* [Task prompt] Could you put the lines starting at "task=detect input=grass field" and ending at "[1218,277,1255,345]" into a numbered list, skipping any blank lines and leaving out the pictures?

---------- Material supplied

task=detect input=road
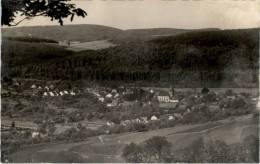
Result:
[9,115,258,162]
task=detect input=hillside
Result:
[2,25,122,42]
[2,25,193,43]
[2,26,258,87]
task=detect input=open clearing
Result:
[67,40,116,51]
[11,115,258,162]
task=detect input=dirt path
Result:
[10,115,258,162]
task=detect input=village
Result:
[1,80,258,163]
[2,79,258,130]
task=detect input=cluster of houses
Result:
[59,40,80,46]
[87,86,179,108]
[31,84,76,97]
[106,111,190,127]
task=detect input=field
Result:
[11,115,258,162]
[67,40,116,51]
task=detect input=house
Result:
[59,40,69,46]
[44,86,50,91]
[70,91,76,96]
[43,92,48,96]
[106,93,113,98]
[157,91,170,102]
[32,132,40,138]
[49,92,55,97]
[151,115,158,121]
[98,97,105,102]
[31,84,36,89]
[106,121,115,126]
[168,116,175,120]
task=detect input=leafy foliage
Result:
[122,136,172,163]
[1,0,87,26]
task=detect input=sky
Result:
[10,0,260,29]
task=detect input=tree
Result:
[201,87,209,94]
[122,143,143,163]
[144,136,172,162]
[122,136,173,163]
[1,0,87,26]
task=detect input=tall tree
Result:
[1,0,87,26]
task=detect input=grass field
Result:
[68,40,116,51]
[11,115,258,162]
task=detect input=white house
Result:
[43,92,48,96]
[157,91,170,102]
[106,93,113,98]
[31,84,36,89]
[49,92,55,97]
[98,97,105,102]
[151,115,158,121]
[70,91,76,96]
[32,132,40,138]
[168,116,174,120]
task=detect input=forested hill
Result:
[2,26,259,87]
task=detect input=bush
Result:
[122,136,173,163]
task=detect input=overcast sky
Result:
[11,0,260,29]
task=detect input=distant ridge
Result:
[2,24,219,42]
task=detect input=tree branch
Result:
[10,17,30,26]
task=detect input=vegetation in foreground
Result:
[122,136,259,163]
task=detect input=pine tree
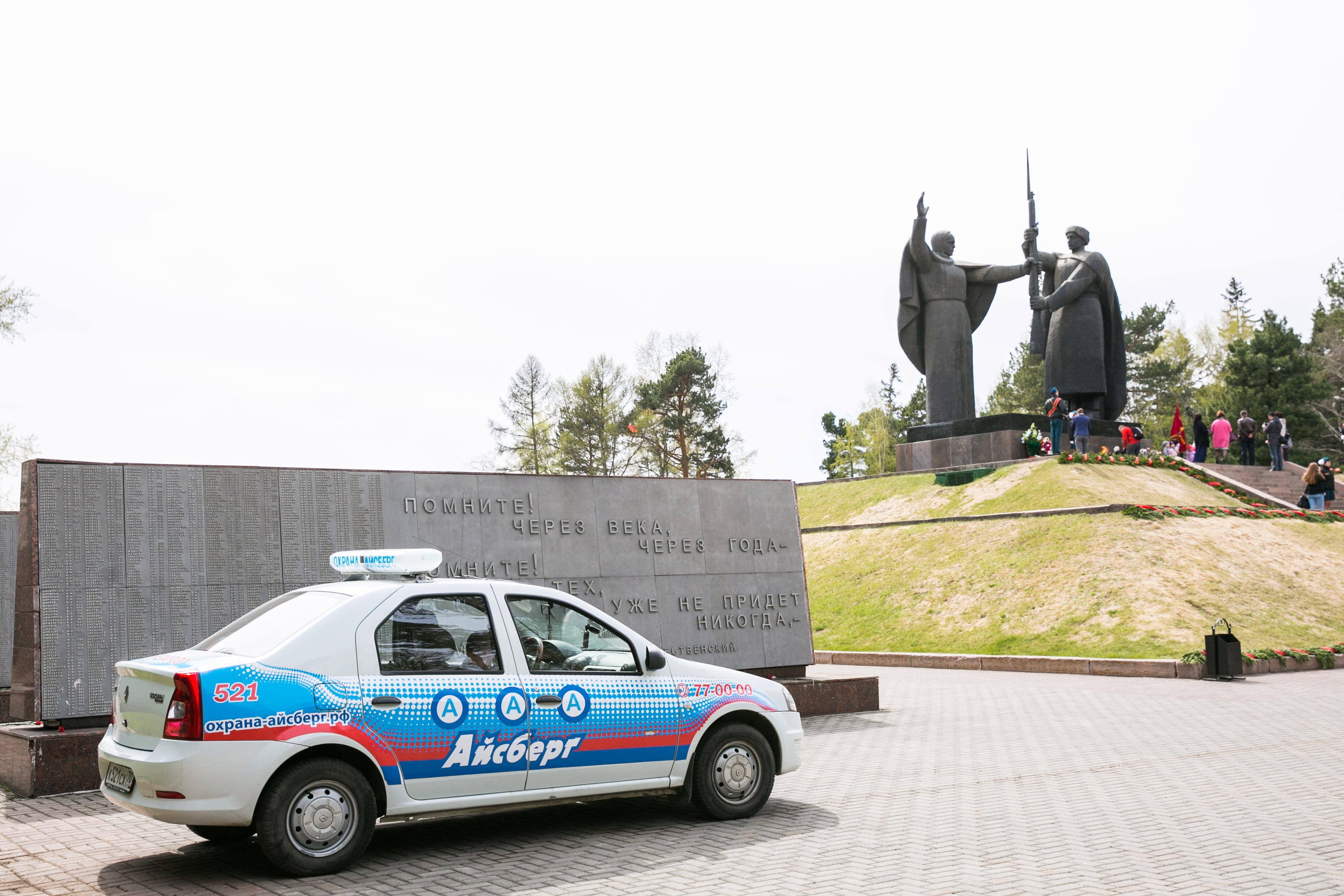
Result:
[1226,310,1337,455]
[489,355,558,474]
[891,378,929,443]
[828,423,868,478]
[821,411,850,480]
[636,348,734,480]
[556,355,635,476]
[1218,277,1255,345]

--------------------
---------- Material supplied

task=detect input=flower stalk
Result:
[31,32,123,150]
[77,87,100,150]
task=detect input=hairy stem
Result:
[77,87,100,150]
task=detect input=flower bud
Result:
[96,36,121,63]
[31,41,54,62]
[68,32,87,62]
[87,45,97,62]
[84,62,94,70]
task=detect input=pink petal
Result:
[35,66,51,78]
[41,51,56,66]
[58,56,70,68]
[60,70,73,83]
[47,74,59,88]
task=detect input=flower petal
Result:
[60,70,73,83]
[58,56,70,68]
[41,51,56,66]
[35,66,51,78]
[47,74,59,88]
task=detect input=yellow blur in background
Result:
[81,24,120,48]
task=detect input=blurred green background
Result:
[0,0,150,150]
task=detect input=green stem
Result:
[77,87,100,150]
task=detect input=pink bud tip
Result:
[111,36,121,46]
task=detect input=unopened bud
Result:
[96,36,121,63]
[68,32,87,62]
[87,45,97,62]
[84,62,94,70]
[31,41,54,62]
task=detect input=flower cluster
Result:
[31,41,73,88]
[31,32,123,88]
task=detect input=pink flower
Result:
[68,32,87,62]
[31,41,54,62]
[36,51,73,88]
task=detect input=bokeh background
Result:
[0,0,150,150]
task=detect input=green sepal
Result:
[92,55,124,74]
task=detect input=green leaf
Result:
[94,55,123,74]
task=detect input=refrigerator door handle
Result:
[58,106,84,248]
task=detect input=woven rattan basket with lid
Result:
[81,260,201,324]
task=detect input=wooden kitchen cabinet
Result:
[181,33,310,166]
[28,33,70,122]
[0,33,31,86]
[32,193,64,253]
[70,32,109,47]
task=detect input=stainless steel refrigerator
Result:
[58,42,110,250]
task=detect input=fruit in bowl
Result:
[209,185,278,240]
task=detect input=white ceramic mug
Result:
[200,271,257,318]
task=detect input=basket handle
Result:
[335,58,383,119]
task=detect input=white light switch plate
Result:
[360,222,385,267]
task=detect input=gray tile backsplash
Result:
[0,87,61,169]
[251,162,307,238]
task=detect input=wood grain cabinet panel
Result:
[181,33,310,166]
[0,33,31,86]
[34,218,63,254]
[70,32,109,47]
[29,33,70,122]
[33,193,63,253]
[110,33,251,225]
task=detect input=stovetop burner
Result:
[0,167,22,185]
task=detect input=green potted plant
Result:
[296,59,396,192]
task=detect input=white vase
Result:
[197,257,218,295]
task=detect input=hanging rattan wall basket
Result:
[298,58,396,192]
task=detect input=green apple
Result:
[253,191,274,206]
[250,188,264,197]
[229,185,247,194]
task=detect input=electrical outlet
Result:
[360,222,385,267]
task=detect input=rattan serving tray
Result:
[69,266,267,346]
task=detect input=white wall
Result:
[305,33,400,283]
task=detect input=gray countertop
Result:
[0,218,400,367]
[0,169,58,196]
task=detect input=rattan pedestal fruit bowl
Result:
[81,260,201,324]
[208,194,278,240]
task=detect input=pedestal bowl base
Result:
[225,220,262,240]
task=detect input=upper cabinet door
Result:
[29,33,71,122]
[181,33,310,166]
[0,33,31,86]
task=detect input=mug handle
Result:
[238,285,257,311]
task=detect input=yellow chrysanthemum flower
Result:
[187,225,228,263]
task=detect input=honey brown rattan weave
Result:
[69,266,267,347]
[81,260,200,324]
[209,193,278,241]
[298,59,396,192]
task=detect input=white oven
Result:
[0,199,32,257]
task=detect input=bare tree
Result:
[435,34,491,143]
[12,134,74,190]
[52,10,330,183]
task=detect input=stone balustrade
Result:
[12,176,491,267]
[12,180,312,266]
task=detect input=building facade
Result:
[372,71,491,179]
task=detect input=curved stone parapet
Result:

--------------------

* [Result]
1. task=detect input=grass field
2. Result:
3. [68,40,116,51]
4. [11,115,258,162]
5. task=detect input=white house
6. Result:
7. [43,92,48,96]
8. [157,91,170,102]
9. [106,93,113,98]
10. [31,84,36,89]
11. [49,92,55,97]
12. [98,97,105,102]
13. [151,115,158,121]
14. [70,91,76,96]
15. [32,132,40,138]
16. [168,116,174,120]
17. task=detect input=forested hill
18. Result:
19. [2,26,259,87]
20. task=detect input=bush
21. Result:
22. [122,136,173,163]
23. task=detect input=overcast sky
24. Result:
25. [11,0,260,29]
26. task=detect input=distant ridge
27. Result:
28. [2,24,219,42]
29. task=detect input=tree branch
30. Result:
31. [10,17,30,26]
32. task=detect input=vegetation in foreground
33. Result:
34. [122,136,259,163]
35. task=detect input=pine tree
36. Result:
37. [1226,310,1337,455]
38. [489,355,558,474]
39. [891,378,929,443]
40. [828,423,868,478]
41. [821,411,850,480]
42. [636,348,734,480]
43. [556,355,635,476]
44. [1218,277,1255,345]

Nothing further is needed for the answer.